Jobs
A – Do these statements agree with the theater review below? Answer yes or no for each, and quote the words of the review that decide it.
(i) The play was performed with one interval.
(ii) Sonny was cast as a messenger in the school production of Hamlet.
(iii) The staircase on the set stood stage left.
B – Using the theater review below, what is the answer to each question?
(i) Which radio comedian is the Hamlet scene compared to?
(ii) What did the video screen at the rear display?
(iii) How long did the play run?

Source extract
>> begin
There was a lovely sympathetic relationship with Roshi, which also provided excellent moments of comedy.  There were shades of radio comedian Leon Cortez, whose speciality was potted versions of Shakespeare plays, as Juliet Angus all but stopped the show with her modern schoolgirls interpretation of Hamlet – a play that had sent Sonny into a state of panic when cast by the bullying headmistress as a messenger in the school production.

The sequence with his dead mother, in which we discover his shame at not being able to find the words to prevent her death, the cause of his stammer, was less satisfying, as reality, symbolism and mime all piled in on top of one another. All of this was played out on an expertly designed and lit set, with a staircase stage right to provide variations in hight, and ideally chosen props and stage dressing that appeared and disappeared as if they were in a magician’s hands. At the rear was a video screen that inventively displayed every word of dialogue spoken, which opens the play up fully to anyone with any hearing impediment.

When you add in music and sound to help heighten moments of tension and/or fun and you have a production team determined, and capable of, using most of the latest tools available to them.

Played for an hour and a half without an interval, there were moments when the play loses its way, but the fascinating battle for Sonny’s soul and rid him of the dreaded stammer which is preventing him fully integrating with friends and foe and reaching his full potential is never far away, holding you like a rabbit caught in a car’s headlights, unable to take your eyes off the action on stage.
>> end
Excerpted records
>> begin
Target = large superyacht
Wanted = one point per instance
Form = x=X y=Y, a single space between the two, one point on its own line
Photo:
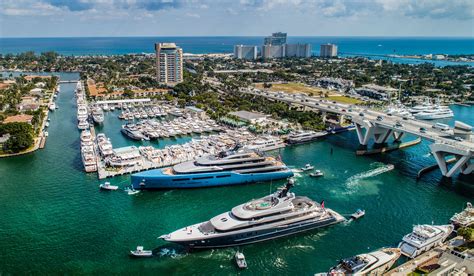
x=373 y=263
x=279 y=214
x=423 y=238
x=220 y=170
>> end
Final answers
A –
(i) No: "Played for an hour and a half without an interval"
(ii) Yes: "cast by the bullying headmistress as a messenger in the school production"
(iii) No: "with a staircase stage right"

B –
(i) Leon Cortez
(ii) Every word of dialogue spoken
(iii) An hour and a half